● Tarea del ejercicio A: Según la columna sobre Uribe y las Farc, ¿por qué Uribe no vacila entre la paz y la guerra? Responde en una a tres oraciones.
● Tarea del ejercicio B: Transcribe de la columna sobre Uribe y las Farc el pasaje que va de "Farc, salvavidas de" a "por delitos penales.".

● Fragmento del documento:
Farc, salvavidas de Uribe

Si hubiesen buscado un efecto más útil para la extrema derecha, no lo habrían logrado. La masacre de once uniformados por las Farc le ofreció a Álvaro Uribe ocasión privilegiada para convertir parte de la indignación nacional hacia esa guerrilla en impugnación del proceso mismo de paz. Pescando en el odio que el país le profesa al grupo armado, a medias fruto de sus crímenes y de su arrogancia, a medias inducido por el exmandatario que las acorraló en su hora, a éste le vino el hecho como anillo al dedo. Justo en el momento más amargo de su movimiento. Cuando la Corte Suprema mandaba a la cárcel a dos de sus exministros por delitos que –según ese tribunal– involucran a la persona del entonces presidente. Y los recluidos completan la cifra de 20 figuras, entre las 30 del círculo más estrecho del uribato, condenadas o investigadas por delitos penales.

Maestro de la oportunidad, Uribe evoca ahora el imaginario de su seguridad democrática –mano dura, corazón duro– para tratar de ocultar con esa bandera de humo las secuelas malolientes de su mandato. Mientras ve desplomarse su popularidad del 80% que otrora lo acompañó al 50% de hoy. Pero aparecen nuevos colombianos que vacilan entre la paz y la guerra. Acaso no Uribe, sabedor de que sin subversivos no hay guerra, y sin guerra pierde él su razón de ser histórica. Su coco es la paz, su coartada, las Farc. Sus supuestas propuestas de paz no aportan a la terminación del conflicto. Antes bien, parecen enderezadas a abortar el proceso de negociación. No otra cosa sugiere su obsesión en negarles a los jefes de las Farc toda forma de privación de libertad distinta de la cárcel, y su posibilidad de hacer política una vez reinsertados. Pretender acantonar a las Farc prematuramente, sin haber suscrito acuerdo final, equivale a imponerle rendición a una guerrilla no derrotada por las armas, y dinamitar el proceso.

● Datos de origen:
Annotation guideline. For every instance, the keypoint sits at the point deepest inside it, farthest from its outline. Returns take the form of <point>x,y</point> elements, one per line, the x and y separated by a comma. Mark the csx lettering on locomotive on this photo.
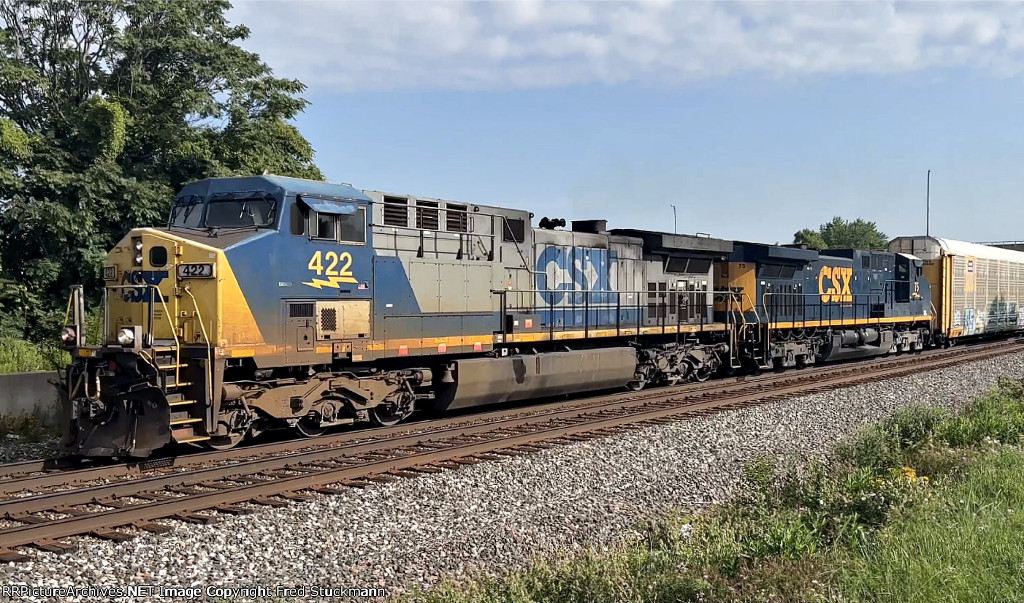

● Resultado de la tarea A: Según la columna, Uribe sabe que sin subversivos no hay guerra y que sin guerra él pierde su razón de ser histórica. Por eso el texto afirma que su coco es la paz y su coartada, las Farc.

● Resultado de la tarea B:
Farc, salvavidas de Uribe

Si hubiesen buscado un efecto más útil para la extrema derecha, no lo habrían logrado. La masacre de once uniformados por las Farc le ofreció a Álvaro Uribe ocasión privilegiada para convertir parte de la indignación nacional hacia esa guerrilla en impugnación del proceso mismo de paz. Pescando en el odio que el país le profesa al grupo armado, a medias fruto de sus crímenes y de su arrogancia, a medias inducido por el exmandatario que las acorraló en su hora, a éste le vino el hecho como anillo al dedo. Justo en el momento más amargo de su movimiento. Cuando la Corte Suprema mandaba a la cárcel a dos de sus exministros por delitos que –según ese tribunal– involucran a la persona del entonces presidente. Y los recluidos completan la cifra de 20 figuras, entre las 30 del círculo más estrecho del uribato, condenadas o investigadas por delitos penales.